◆ **Your instructions**: Even the shortest line counts, so transcribe all the data exactly.

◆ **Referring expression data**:
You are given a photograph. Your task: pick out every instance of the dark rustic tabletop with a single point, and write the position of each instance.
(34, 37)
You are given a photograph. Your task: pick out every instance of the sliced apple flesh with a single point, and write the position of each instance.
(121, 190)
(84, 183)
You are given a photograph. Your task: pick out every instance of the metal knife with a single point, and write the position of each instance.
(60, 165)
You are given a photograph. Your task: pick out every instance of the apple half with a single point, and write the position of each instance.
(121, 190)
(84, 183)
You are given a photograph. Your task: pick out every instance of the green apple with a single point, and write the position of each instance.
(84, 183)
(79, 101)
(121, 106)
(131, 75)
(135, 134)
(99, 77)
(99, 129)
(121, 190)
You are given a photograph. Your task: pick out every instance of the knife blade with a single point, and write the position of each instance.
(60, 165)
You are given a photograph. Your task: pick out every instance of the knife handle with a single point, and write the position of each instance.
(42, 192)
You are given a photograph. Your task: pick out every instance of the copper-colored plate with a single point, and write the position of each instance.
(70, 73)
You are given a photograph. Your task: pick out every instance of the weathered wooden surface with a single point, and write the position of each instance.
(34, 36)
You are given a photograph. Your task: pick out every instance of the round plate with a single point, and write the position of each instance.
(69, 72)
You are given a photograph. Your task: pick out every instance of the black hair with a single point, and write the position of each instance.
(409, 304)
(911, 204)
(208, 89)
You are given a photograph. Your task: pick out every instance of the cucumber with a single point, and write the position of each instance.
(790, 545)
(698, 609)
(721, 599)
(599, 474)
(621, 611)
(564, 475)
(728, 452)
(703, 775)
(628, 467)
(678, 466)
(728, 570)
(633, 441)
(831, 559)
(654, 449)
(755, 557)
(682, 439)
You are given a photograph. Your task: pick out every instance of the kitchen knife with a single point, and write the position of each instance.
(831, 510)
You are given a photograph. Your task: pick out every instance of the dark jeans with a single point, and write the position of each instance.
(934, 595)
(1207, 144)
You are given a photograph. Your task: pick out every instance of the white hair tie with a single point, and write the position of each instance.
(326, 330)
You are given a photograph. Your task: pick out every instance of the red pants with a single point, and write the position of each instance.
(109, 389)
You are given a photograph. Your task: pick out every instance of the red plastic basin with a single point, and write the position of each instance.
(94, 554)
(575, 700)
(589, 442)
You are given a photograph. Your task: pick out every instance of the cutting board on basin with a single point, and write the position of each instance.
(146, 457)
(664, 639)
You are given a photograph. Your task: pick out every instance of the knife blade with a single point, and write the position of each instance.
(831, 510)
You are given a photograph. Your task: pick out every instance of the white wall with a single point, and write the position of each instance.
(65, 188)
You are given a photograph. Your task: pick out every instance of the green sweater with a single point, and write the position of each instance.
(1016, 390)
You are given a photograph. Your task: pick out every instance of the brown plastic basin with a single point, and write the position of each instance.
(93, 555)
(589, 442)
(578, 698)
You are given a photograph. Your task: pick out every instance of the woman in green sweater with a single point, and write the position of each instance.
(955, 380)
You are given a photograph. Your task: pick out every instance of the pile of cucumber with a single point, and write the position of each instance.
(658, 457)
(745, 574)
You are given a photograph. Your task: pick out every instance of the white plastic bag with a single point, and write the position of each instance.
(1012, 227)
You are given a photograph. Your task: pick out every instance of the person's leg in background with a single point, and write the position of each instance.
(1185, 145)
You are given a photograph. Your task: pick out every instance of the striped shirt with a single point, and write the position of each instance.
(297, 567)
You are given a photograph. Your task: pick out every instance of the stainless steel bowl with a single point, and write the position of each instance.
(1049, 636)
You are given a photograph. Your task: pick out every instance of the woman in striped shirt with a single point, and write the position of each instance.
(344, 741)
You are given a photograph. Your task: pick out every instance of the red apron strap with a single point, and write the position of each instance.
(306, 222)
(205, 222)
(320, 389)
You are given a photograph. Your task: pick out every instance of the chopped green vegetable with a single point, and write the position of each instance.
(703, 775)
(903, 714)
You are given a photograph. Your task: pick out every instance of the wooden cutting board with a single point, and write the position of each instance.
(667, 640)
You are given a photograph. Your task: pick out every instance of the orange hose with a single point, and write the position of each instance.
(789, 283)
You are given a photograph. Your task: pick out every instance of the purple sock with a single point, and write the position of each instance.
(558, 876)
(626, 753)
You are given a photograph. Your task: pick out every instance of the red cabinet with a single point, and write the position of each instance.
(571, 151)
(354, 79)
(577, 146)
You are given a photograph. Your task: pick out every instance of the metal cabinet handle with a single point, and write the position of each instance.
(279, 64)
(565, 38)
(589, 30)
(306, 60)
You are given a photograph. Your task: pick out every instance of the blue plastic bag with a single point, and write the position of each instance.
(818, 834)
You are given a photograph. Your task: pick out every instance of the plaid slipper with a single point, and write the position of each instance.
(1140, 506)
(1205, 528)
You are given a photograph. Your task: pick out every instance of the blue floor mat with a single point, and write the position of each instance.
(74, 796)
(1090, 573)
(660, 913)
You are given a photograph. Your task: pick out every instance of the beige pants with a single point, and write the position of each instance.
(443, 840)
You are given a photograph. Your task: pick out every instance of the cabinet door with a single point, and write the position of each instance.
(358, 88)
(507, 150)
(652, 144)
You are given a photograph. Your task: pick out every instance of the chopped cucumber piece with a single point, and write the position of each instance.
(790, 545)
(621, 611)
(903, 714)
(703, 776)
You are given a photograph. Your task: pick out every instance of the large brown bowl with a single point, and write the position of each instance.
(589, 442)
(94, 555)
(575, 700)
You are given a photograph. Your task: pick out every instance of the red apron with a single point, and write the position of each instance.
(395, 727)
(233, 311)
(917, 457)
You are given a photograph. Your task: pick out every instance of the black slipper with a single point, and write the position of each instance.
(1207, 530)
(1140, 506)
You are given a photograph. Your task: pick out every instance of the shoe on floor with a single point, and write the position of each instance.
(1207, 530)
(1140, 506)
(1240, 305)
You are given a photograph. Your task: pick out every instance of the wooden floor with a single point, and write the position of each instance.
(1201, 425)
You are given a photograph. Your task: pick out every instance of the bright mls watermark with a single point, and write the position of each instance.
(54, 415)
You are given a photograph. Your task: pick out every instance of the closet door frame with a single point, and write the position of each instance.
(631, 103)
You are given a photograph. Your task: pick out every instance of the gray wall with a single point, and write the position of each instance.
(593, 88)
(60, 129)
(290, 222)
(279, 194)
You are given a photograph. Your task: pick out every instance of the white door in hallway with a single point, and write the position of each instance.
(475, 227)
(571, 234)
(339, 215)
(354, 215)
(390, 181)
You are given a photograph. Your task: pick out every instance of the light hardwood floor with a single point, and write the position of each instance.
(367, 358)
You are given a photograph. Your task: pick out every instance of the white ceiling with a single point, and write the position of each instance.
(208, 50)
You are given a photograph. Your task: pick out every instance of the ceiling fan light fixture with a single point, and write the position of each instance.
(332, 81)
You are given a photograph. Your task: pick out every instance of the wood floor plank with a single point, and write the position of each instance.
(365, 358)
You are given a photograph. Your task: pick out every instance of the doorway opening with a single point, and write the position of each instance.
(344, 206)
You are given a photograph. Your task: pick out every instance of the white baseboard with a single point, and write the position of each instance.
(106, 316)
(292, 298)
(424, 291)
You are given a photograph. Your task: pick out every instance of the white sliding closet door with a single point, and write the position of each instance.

◆ **Your response**:
You are given a photograph. Your task: pick out every instance of the dark rustic tabletop with a single point, and write the position of each instance.
(34, 37)
You are given a photograph. Your task: pick out every instance of the sliced apple flesh with a single point, and write the position of each instance.
(121, 190)
(84, 183)
You are given a photograph. Your task: pick out every instance of the metal knife with a single point, and write the position of each instance.
(60, 165)
You are given a photograph. Your task: pick out every instance of the apple half with a single point, and write the position of each instance.
(121, 190)
(84, 183)
You are given a photograph. Your task: pick out every instance of the green apple with a single point, and write the position of each instance.
(84, 183)
(79, 101)
(121, 106)
(131, 75)
(135, 134)
(99, 77)
(99, 129)
(121, 190)
You are given a photograph. Your task: pick out every instance of the knife blade with a single point, and write the position of each instance.
(60, 165)
You are given a photograph. Your task: pick out every instance of the knife handle with a single point, and write the position of each instance.
(42, 192)
You are given a photograph. Your task: pick out every instance of the copper-colored plate with a single point, and write the position of each instance.
(70, 73)
You are given a photograph. Your task: pick out every instance of the weathered wooden surface with a single point, and write the position of each instance.
(34, 36)
You are given a photograph. Your task: pick out every instance of the round plate with a single point, and write the position of each instance.
(69, 72)
You are given a photograph. Your task: pick out every instance of the black hair with a single point, and write the position of each instance.
(409, 304)
(911, 204)
(208, 89)
You are given a photograph. Your task: pick out every instance of the cucumber with a single point, and write the position of each instance.
(790, 545)
(698, 609)
(721, 599)
(599, 474)
(621, 611)
(564, 475)
(728, 452)
(703, 775)
(628, 467)
(678, 466)
(728, 570)
(633, 441)
(831, 559)
(654, 449)
(755, 557)
(682, 439)
You are given a photograph. Your task: pick out every instance of the kitchen knife with a single point, and write the position of each instance.
(831, 510)
You are given a photograph. Your task: pick out every instance of the dark jeans with a single point, and write the position of each instance.
(934, 595)
(1207, 144)
You are given a photograph. Your task: pick out every instance of the white hair tie with a single point, and write the position of each instance.
(326, 330)
You are given a photograph. Your task: pick out every instance of the red pants with a single point, and write the position of each instance.
(109, 389)
You are given a photograph. Your task: pick out every instance of the red plastic basin with a single point, and write the position of each instance.
(94, 554)
(575, 700)
(589, 442)
You are given a photograph. Your task: pick out every instance of the cutting board on basin with a single point, and write the position of each instance.
(146, 457)
(664, 639)
You are given a photograph. Your task: pick out every instance of the knife blade with a single point, and write the position of each instance.
(831, 510)
You are given a photograph. Your task: pick out every instance of the white wall with a single point, and write the position of each instance.
(65, 188)
You are given a photograph. Your task: pick out every instance of the green sweater with a single point, and write the position of each instance.
(1016, 390)
You are given a photograph. Your task: pick out every instance of the brown plastic basin with a single point, and write the position of each instance.
(93, 555)
(589, 442)
(578, 698)
You are given a photograph. Your task: pick out every instance of the woman in green sweater with a single point, and write the position of each instance.
(955, 380)
You are given a photograph. Your task: pick out every instance of the pile of cucumber with a single point, and write the position of each instance.
(658, 457)
(745, 574)
You are given a photograph. Your task: pick out every instance of the white plastic bag with a single point, and write the position of each instance.
(1012, 227)
You are given a photograph. Your task: pick out every instance of the person's leg in background with a single point, and write the position of each instance.
(1185, 145)
You are given a photograph. Your task: pick out every instance of the striped shirt with a single point, and write the position of each instance.
(297, 567)
You are given a photograph. Your task: pick out every instance of the stainless steel bowl with a single point, and write the position of each instance.
(1049, 636)
You are given a photograph. Your task: pick out every instance of the woman in striped shirt with a single point, and write the position of each instance.
(344, 741)
You are given a photograph. Your task: pick out every instance of the red apron strap with a single point, and write the position of each instance.
(306, 222)
(205, 222)
(320, 389)
You are given a photograph. Your task: pick out every instance of the chopped green vegetable with a single point, and write the position of each instance.
(703, 775)
(903, 714)
You are given a photograph. Your task: pick out every instance of the wooden cutting board with a single point, and write the position of each instance.
(667, 640)
You are given a photograph. Your task: pick out every instance of the orange hose with a single point, and write the position of each instance.
(789, 283)
You are given a photograph. Your task: pick out every instance of the purple sock with a single point, and write the position of each instance.
(558, 876)
(626, 753)
You are given a photograph. Your task: pick out every instance of the red cabinet with a single point, and write the position of each instance.
(571, 151)
(354, 79)
(577, 146)
You are given a photograph. Your task: pick out every instance of the metal cabinet handle with a single point, and write the position of each instance.
(279, 64)
(565, 38)
(589, 30)
(306, 60)
You are given a photograph. Your task: pick out every instance of the blue plastic bag with a single point, and write the position of each instance.
(818, 834)
You are given a photograph. Your task: pick out every instance of the plaid slipper with a single point, and write the position of each instance.
(1140, 506)
(1205, 528)
You are given a photograph. Your task: pick out every instance of the blue floor mat with a single point, and write the position of each instance.
(74, 796)
(1090, 573)
(660, 913)
You are given a photograph. Your task: pick out every instance of the beige pants with a single point, and write the position of each instance.
(443, 840)
You are given a photograph. Your task: pick out every instance of the cabinet door with a single point, and write the position of each instance.
(358, 88)
(507, 150)
(652, 144)
You are given a photograph. Your task: pick out every instance of the chopped cucumber piece with a single point, and write the position of each instance.
(790, 545)
(621, 611)
(903, 714)
(703, 776)
You are given a photograph. Your task: pick out every instance of the large brown bowl with a single point, and write the position of each instance.
(589, 442)
(94, 555)
(575, 700)
You are given a photograph. Your task: pick out every instance of the red apron with a single point, and write the position of each instance.
(395, 727)
(233, 311)
(917, 457)
You are given a photograph. Your task: pick out every instance of the black slipper with a single point, and write the position of each instance.
(1207, 530)
(1140, 506)
You are given a photograph. Your task: pick out every instance of the shoe on floor with a single point, and write the position of each instance.
(1207, 530)
(1140, 506)
(1240, 305)
You are given a photograph. Your task: pick out every instance of the wooden floor with a single point, and write the position of each instance.
(1201, 425)
You are given a photograph. Your task: pick out every instance of the bright mls watermark with a single point, and write the position of each instance.
(54, 415)
You are given a photograph. Your task: pick out every instance of the closet door frame with a single point, and write the position of each instance.
(631, 103)
You are given a photograph. Your task: pick out every instance of the gray wall with a single point, and write the position of each instance.
(593, 88)
(60, 129)
(290, 222)
(279, 194)
You are given a photograph. Your task: pick out every instance of the white door in hallway with a single point, and write the position of each instance.
(475, 227)
(571, 234)
(339, 215)
(354, 215)
(390, 181)
You are given a photograph. Your task: pick out every instance of the light hardwood floor with a single point, and write the position of each instance.
(367, 358)
You are given a photograph. Your task: pick out every instance of the white ceiling with a single point, and write the position of each instance.
(208, 50)
You are given a photograph. Your task: pick out every instance of the ceiling fan light fixture with a single point, and write the position of each instance.
(332, 81)
You are given a photograph. Your task: pick out every instance of the wood floor plank with a single point, and write the position of each instance.
(365, 358)
You are given a photograph. Your task: pick out every instance of the doorway opening with a single point, and write the position of each instance.
(344, 206)
You are given a photograph. Your task: pick out every instance of the white baseboard with a single point, and write the position of each instance.
(106, 316)
(292, 298)
(424, 291)
You are given a photograph. Your task: pick out every instance of the white sliding closet door with a single point, and write the position of each instance.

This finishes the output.